Provided text —
————

How to build a speaker identification system for recorded online meetings

For instance, a user may want to review action items set by their project manager during the last team call, or collect a quote from a particular speaker in a seminar. Most meeting platforms give limited solutions when it comes to this, leaving speakers with lengthy transcripts to go through.

Speaker identification is designed specifically for these use cases in mind. The feature relies on voice biometrics to distinguish and identify speakers in audio streams, providing organizations with more detailed insights into meetings.

This tutorial will guide you through constructing a speaker identification system (POC) for recorded video meetings, that can serve as a foundation for more advanced speaker-based features in your online meeting platforms and note-taking apps. You'll discover key methods and tools to recognize different speakers, enabling you to then creating meeting summaries, action items and more based on speaker metadata.

What is speaker identification, and how does it work?

In speech recognition, speaker identification is a process that identifies and distinguishes speakers based on their unique vocal characteristics. In this tutorial, we use speaker identification to analyze voice patterns and match them to known identities.

Our approach involves several key steps:

1. Speaker diarization: Using the pyannote library, we segment the audio recording into homogeneous parts, each associated with a specific speaker. This step is crucial as it allows us to separate the audio stream into individual speaker segments. To learn more about this, check our deep-dive into speaker diarization.
2. Speaker embedding extraction: We leverage a pre-trained encoder model from the speechbrain library to extract embeddings from the speech samples. These embeddings serve as compact representations of each speaker's voice characteristics.
3. Speaker identification: We use cosine similarity to match segment embeddings with pre-extracted speaker embeddings. By calculating the cosine distance (using scipy.spatial.distance.cosine), we can determine the identity of the speaker in each segment based on how similar the embeddings are to those of known speakers.

‍

This integrated approach of combining speaker diarization, embedding extraction, and cosine similarity allows for accurate identification of speakers, which enhances the management process and saves time. 

For example, a developer can use this technology to summarize meeting recordings by identifying segments where the project manager is speaking enabling the developer to quickly review tasks assigned by the project manager without having to listen to the entire meeting.

Key benefits of speaker identification

Creating meeting summaries

Speaker identification can automatically create meeting summaries by identifying speakers individually. Essentially, it filters out unnecessary speakers, leaving only those who are relevant. This feature provides a detailed account of each participant's contributions, making it easier to review critical discussions.

Simplified speaker search

Speaker identification technology enables users to easily search for and retrieve specific segments of a meeting based on who is speaking. For instance, a team leader can quickly access instructions a project manager gives by directly navigating to those parts of the recording. This saves time and allows for better focus on relevant information.

Personalized meeting playback

Playing back meetings in a personalized way can be difficult when many people are involved. Speaker identification helps users tailor their playback experience to focus on parts where specific speakers are talking. This feature benefits participants who want to concentrate on particular discussions, making staying efficient and not overlooking important information more manageable.

————

Dataset entries —
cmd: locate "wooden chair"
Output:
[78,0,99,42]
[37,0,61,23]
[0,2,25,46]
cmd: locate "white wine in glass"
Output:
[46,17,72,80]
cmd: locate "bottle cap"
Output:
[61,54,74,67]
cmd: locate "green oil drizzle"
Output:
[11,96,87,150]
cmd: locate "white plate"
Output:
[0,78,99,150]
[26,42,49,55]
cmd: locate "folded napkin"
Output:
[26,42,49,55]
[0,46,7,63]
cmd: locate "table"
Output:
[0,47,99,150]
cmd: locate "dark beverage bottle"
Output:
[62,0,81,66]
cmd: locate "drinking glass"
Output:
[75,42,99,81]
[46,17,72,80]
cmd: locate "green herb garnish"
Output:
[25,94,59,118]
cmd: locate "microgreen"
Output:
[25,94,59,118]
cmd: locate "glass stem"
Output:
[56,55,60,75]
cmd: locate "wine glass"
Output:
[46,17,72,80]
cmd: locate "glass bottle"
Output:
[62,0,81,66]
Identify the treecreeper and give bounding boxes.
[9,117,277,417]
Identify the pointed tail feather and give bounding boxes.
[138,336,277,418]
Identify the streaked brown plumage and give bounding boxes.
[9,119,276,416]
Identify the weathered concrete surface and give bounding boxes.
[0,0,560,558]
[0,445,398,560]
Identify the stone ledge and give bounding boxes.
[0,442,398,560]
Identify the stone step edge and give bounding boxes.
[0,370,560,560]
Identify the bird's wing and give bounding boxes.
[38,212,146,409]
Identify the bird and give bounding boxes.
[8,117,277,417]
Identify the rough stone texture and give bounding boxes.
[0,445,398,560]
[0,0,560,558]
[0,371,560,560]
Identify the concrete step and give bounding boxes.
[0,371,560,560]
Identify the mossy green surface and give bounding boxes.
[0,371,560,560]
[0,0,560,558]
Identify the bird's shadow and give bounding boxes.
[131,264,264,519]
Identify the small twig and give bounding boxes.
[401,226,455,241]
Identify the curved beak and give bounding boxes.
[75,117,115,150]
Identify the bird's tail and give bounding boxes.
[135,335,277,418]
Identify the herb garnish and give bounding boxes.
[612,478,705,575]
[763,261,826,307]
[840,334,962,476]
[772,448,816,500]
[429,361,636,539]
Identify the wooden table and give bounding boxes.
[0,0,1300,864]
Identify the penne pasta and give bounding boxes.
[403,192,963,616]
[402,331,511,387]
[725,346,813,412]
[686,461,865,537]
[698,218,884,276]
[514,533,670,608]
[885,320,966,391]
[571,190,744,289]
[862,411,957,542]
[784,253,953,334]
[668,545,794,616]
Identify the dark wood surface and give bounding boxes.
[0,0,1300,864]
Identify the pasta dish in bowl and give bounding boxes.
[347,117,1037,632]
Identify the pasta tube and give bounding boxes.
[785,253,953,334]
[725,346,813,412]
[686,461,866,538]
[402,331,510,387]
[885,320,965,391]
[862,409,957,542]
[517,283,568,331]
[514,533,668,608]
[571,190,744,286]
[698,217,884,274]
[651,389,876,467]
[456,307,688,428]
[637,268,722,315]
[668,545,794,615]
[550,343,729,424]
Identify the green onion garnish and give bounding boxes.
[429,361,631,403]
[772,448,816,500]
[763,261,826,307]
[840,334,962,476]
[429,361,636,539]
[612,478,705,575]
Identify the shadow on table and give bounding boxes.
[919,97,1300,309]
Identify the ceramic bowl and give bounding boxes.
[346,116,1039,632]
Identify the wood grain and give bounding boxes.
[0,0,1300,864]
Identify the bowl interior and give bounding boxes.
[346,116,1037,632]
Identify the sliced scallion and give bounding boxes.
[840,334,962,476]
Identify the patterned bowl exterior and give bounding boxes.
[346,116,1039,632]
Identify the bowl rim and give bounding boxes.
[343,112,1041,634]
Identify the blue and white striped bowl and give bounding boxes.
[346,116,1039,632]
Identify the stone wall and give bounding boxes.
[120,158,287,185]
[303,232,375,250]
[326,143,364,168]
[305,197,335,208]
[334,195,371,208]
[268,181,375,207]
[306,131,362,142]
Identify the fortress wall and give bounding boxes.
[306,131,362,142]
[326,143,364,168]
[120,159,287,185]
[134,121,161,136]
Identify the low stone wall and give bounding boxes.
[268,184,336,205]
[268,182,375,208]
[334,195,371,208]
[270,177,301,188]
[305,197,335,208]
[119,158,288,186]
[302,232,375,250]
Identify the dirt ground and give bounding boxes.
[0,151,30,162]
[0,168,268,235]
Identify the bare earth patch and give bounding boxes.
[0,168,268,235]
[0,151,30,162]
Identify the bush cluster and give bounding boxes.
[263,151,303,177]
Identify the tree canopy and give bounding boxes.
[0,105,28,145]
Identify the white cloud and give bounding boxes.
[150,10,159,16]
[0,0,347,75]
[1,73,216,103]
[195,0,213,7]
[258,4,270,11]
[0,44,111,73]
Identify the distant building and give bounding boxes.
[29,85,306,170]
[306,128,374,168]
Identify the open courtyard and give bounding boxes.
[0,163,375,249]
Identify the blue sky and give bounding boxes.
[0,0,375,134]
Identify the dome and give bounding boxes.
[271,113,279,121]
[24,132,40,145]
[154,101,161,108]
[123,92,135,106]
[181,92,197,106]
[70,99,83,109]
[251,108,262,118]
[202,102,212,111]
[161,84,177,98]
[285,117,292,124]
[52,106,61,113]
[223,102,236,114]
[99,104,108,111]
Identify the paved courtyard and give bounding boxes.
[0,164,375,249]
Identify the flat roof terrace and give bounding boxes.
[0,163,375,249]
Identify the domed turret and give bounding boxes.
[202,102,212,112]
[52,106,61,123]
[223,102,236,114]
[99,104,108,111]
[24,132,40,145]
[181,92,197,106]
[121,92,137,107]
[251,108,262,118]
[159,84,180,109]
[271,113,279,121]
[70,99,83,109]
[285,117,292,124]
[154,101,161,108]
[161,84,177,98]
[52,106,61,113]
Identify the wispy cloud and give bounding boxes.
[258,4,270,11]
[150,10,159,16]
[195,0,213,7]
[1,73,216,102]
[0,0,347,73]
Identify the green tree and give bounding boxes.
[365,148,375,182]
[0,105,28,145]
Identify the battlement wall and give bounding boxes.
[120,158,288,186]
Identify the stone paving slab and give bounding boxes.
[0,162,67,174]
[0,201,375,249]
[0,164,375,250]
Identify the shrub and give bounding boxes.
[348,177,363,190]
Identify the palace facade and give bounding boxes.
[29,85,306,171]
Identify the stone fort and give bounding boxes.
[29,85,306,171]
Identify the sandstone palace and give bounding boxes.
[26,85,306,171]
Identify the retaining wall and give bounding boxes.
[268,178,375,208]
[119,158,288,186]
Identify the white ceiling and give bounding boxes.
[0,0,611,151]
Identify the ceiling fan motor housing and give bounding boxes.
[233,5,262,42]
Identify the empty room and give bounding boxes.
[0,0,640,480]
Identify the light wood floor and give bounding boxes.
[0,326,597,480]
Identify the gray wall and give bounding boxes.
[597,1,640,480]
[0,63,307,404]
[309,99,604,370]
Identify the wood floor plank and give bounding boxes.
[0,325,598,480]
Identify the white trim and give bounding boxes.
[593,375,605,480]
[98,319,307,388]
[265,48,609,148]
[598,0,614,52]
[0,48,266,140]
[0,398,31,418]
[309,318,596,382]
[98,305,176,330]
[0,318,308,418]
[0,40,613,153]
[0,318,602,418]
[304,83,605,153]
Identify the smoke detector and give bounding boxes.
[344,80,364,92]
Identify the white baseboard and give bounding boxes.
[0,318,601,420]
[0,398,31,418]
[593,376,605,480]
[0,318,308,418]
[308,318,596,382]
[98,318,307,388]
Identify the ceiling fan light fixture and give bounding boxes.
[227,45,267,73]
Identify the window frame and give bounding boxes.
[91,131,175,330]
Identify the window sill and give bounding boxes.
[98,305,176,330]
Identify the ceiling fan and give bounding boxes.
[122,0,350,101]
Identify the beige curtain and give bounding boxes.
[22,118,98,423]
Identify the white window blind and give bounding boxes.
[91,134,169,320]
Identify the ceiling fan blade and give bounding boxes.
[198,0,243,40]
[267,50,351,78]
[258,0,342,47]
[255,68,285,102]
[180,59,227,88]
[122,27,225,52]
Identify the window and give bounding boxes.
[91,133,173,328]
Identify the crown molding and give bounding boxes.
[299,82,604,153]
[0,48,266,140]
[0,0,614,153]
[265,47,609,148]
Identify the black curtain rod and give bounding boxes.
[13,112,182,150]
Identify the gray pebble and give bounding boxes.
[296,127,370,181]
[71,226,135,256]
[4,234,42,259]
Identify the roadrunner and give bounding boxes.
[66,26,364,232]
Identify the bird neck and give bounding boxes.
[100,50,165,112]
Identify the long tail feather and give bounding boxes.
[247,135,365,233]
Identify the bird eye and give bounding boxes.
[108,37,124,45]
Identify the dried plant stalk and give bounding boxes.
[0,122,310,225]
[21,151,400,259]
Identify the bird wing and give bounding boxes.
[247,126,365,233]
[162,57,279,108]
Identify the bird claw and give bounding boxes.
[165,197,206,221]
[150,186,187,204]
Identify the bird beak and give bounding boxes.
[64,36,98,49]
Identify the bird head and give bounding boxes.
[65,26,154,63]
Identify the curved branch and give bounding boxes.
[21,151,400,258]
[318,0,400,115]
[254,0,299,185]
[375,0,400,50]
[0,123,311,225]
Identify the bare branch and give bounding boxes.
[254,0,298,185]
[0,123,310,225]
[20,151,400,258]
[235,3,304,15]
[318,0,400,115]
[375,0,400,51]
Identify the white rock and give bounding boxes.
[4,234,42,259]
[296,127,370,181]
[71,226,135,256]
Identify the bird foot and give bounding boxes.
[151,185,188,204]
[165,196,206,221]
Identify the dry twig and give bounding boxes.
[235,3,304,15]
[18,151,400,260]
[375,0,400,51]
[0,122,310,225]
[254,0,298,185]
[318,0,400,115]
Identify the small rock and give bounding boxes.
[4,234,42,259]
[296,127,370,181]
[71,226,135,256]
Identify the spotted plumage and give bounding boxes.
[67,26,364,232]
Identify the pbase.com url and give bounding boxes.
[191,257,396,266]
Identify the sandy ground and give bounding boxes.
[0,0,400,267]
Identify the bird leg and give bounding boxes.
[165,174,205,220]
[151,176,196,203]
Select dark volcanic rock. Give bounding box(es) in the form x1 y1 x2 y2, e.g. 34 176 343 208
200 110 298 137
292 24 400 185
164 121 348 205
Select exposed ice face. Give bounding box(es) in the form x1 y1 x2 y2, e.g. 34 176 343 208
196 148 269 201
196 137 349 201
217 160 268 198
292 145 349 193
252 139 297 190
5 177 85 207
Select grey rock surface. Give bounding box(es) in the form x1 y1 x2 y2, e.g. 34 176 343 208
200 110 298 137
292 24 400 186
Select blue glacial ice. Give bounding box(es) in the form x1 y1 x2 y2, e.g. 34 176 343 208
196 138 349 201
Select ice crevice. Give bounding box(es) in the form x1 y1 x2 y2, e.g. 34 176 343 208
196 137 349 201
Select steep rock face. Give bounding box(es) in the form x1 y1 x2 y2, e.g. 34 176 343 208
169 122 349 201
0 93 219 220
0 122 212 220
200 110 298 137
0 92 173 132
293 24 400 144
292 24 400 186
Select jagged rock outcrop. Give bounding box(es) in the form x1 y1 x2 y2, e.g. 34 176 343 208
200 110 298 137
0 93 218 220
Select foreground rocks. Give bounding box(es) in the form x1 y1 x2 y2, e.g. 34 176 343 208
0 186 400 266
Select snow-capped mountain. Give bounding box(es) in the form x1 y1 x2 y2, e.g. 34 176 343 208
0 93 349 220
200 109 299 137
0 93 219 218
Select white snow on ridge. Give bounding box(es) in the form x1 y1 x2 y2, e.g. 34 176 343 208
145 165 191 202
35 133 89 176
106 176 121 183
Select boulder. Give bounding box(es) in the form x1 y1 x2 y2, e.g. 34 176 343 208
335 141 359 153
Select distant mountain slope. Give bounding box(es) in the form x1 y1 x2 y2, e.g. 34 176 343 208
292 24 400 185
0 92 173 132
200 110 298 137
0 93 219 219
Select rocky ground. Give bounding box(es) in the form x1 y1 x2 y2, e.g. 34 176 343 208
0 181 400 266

————

Short exercise —
According to the speaker identification tutorial, which library is used to segment the audio recording during speaker diarization? The material after the speaker identification tutorial is separate from it.

The reply —
The pyannote library.